## About this exercise
Ignoring the pictures, copy the data exactly.

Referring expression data
· · · ·
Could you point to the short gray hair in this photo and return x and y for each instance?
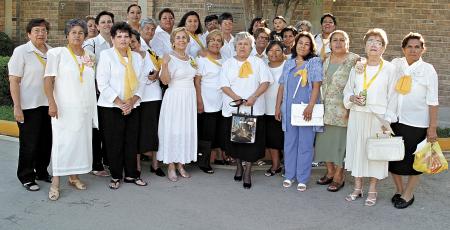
(75, 22)
(148, 20)
(242, 36)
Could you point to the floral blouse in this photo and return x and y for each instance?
(332, 91)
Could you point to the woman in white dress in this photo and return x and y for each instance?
(177, 130)
(191, 21)
(70, 89)
(209, 101)
(370, 96)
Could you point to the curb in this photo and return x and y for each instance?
(9, 128)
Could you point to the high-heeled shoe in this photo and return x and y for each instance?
(353, 197)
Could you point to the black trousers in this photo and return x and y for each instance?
(35, 144)
(121, 138)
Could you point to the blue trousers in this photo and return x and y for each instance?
(298, 152)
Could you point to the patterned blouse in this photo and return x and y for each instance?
(332, 91)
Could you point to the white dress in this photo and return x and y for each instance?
(177, 129)
(77, 113)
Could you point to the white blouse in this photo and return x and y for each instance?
(271, 94)
(152, 89)
(25, 64)
(161, 42)
(413, 107)
(111, 74)
(210, 84)
(244, 87)
(381, 95)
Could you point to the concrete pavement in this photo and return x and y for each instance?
(212, 202)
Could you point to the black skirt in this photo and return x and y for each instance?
(211, 128)
(246, 152)
(274, 133)
(148, 126)
(412, 136)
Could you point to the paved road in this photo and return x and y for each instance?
(212, 202)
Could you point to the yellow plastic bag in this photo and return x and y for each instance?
(403, 85)
(430, 159)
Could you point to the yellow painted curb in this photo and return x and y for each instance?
(444, 143)
(9, 128)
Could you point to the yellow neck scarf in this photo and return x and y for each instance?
(130, 80)
(245, 70)
(304, 74)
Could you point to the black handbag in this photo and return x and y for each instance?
(243, 126)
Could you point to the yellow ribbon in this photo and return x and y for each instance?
(80, 67)
(211, 59)
(367, 85)
(304, 74)
(155, 59)
(130, 80)
(245, 70)
(403, 85)
(195, 37)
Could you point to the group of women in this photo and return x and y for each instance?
(268, 73)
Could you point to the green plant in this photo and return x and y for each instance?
(5, 98)
(443, 132)
(6, 45)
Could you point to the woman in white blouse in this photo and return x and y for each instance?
(191, 21)
(70, 89)
(417, 114)
(121, 83)
(274, 132)
(245, 77)
(209, 101)
(370, 96)
(177, 129)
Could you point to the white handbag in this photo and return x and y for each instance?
· · · ·
## Written answer
Could you point to the short gray hair in this photo and return x and y for each instance?
(75, 22)
(148, 20)
(242, 36)
Could you point to the floral blouse in this photo and return x and y for each instance?
(332, 91)
Could you point to the woman in white dress in this photo and return x and y for each instance?
(177, 130)
(191, 21)
(70, 89)
(209, 101)
(370, 96)
Could you point to the curb in this photo and return x and y for each instance?
(9, 128)
Could you point to the high-heeled shoe in this photo and return x and y for each instance?
(353, 197)
Could you point to the black trousers in this photo and return x and y for each instance?
(35, 144)
(121, 138)
Could you point to the blue trousers in this photo and return x and y for each instance?
(298, 152)
Could you point to the patterned blouse in this photo and return x and y for each instance?
(332, 91)
Could you point to the white dress in this photo and return x and y for each instance?
(177, 129)
(77, 113)
Could you point to the white blouse in this photo and return x and y for each instance?
(271, 94)
(152, 89)
(25, 64)
(161, 42)
(413, 107)
(111, 74)
(210, 84)
(244, 87)
(381, 95)
Could you point to the concrete pavement in this photo and return x and y for each instance?
(212, 202)
Could you point to the black skirt in this photo and return x and y for each instance?
(211, 128)
(246, 152)
(274, 133)
(148, 126)
(412, 136)
Could you point to the paved road in this photo and return x and y for each instance?
(212, 202)
Could you point to the yellow plastic bag in this photo and return x and y for each instance?
(403, 85)
(430, 159)
Could you point to the yellow painted curb in this photo and return x and y for each instance?
(444, 143)
(9, 128)
Could you point to the yellow neck scarf in this photo and return x and y for each instance?
(130, 80)
(245, 70)
(304, 74)
Could you point to the black handbag in this photo and return x and y for each instance?
(243, 126)
Could you point to the yellow ribbon in this photo and return x and y for each instance?
(80, 67)
(211, 59)
(367, 85)
(304, 74)
(155, 59)
(130, 80)
(245, 70)
(403, 85)
(195, 37)
Could you point to the group of women in this photo and return x and y for each instance?
(268, 73)
Could you point to the green plant in this photo and return x and y for each instance?
(5, 98)
(443, 132)
(6, 45)
Could you point to the woman in white blouse in this photo and return x and y for each instance?
(191, 21)
(70, 89)
(417, 114)
(121, 83)
(274, 132)
(245, 77)
(209, 101)
(370, 96)
(177, 129)
Could you point to the white handbag in this photo and return x and y for each instance?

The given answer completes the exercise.